Given information |
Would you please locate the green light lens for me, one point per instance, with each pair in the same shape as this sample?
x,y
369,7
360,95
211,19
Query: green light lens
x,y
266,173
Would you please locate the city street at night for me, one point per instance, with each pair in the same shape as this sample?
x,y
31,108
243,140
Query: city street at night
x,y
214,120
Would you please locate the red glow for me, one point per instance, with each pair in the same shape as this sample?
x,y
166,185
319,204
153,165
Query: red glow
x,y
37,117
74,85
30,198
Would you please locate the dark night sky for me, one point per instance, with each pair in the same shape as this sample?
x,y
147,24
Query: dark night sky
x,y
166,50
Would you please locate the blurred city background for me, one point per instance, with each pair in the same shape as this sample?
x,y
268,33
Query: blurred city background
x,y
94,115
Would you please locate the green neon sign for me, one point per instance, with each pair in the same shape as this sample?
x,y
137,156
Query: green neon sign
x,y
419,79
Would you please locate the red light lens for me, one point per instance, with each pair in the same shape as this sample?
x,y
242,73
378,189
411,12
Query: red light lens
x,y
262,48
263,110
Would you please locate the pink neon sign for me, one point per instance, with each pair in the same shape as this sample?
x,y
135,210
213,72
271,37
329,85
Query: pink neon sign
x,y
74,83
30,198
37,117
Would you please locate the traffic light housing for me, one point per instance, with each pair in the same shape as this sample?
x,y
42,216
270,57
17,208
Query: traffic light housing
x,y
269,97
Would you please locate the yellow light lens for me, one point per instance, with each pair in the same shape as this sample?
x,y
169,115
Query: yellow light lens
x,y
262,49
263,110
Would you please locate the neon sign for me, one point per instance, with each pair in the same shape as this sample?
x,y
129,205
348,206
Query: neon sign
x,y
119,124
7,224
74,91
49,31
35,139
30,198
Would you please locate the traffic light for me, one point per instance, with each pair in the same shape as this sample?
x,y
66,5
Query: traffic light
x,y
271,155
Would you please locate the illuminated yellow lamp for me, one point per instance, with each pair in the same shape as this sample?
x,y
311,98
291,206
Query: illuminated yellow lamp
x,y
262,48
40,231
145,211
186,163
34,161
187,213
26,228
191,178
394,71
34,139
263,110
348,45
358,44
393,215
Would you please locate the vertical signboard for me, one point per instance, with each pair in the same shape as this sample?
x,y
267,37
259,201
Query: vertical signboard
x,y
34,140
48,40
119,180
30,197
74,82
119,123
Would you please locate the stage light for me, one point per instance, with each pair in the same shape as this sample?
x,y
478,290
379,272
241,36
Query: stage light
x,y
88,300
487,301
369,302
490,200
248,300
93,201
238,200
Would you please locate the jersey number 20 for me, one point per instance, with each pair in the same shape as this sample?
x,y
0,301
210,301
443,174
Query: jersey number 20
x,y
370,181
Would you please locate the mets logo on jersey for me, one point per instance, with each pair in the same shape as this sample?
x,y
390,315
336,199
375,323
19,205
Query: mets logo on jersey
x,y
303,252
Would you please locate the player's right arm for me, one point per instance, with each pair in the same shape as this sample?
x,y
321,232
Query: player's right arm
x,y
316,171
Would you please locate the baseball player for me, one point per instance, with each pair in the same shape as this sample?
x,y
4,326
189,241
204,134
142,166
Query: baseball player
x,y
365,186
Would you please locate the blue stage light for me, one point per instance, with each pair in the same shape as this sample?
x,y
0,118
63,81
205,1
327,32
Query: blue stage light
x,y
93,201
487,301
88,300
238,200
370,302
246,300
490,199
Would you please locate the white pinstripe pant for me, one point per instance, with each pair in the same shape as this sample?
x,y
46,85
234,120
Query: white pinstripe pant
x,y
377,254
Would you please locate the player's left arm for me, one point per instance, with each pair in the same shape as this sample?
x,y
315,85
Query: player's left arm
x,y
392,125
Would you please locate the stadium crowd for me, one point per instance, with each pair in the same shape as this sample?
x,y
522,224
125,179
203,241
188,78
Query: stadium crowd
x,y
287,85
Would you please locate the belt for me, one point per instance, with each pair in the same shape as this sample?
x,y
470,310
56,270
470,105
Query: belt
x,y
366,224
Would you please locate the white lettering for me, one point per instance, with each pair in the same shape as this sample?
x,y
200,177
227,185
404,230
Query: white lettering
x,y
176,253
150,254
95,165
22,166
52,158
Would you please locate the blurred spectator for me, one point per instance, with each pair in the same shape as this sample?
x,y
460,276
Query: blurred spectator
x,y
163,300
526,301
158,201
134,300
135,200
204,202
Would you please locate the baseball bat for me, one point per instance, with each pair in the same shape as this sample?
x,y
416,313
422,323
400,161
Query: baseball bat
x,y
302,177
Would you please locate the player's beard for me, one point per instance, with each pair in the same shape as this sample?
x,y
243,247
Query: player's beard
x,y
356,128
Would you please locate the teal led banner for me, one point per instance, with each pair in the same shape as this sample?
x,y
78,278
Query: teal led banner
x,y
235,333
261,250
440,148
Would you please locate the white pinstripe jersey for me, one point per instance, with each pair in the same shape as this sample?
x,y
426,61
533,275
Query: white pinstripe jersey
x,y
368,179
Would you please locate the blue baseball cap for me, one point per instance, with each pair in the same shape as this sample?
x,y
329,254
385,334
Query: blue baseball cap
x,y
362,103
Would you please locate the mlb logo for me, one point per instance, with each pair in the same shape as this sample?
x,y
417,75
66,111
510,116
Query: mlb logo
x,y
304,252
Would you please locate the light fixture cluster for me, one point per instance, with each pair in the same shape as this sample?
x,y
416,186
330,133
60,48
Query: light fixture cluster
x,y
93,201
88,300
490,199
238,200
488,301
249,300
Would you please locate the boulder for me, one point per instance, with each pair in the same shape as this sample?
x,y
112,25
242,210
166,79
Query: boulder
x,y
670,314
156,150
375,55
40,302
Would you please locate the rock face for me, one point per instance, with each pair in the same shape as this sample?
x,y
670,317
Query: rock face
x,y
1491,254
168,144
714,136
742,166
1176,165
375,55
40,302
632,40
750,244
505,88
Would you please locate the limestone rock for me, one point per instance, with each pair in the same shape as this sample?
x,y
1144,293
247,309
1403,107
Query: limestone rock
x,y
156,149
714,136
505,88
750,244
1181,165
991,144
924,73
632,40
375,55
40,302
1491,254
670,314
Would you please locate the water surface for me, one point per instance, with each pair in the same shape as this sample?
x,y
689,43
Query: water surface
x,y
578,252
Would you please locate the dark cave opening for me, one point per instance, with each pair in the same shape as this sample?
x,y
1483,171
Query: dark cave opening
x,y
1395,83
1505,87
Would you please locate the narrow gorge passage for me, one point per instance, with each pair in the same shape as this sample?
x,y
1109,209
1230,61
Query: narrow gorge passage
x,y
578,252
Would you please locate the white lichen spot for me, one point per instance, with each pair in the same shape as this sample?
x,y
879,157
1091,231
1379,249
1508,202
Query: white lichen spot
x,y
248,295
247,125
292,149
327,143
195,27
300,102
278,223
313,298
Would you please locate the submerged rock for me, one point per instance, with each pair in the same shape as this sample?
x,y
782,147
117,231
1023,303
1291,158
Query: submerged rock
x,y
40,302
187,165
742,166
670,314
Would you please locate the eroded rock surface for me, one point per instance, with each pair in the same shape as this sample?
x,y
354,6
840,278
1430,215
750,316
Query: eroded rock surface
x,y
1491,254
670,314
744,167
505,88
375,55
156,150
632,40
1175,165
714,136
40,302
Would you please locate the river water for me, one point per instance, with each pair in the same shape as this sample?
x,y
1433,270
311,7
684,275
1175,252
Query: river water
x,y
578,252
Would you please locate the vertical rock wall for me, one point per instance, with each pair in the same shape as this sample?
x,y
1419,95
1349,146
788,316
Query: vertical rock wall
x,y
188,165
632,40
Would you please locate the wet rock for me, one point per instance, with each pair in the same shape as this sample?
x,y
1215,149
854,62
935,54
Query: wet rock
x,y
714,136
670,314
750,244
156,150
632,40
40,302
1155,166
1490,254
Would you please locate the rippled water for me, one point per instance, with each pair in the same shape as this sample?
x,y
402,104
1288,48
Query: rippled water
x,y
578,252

What you are asked to do |
Everything above from the line containing "Query: narrow gorge passage" through the line containing "Would you please locate the river" must be copied exactly. Nothing outside that range belongs in the answer.

Final answer |
Query: narrow gorge passage
x,y
578,252
Would you please locate the white lichen spot for me, one point per instance, with each pair in the same shape as this sample?
x,y
879,157
1091,231
1379,249
1508,202
Query: white lichen spot
x,y
248,295
247,125
292,149
327,143
195,27
300,102
278,223
313,298
Would you please locate the submerged rock for me, one point per instance, with each pair in the same shape as this sample?
x,y
782,147
117,231
1023,303
1291,158
Query: submerged rock
x,y
40,302
187,165
742,166
670,314
Would you please locate the eroded rock surface for me, one point per instance, with each pair in the same shape as this sample?
x,y
354,6
840,278
1430,215
750,316
Query: eroded rock surface
x,y
1491,254
670,314
744,167
505,88
375,55
156,150
632,40
1175,165
714,136
40,302
Would you please locate the river water for me, one point per instance, with each pair in the same shape as this sample?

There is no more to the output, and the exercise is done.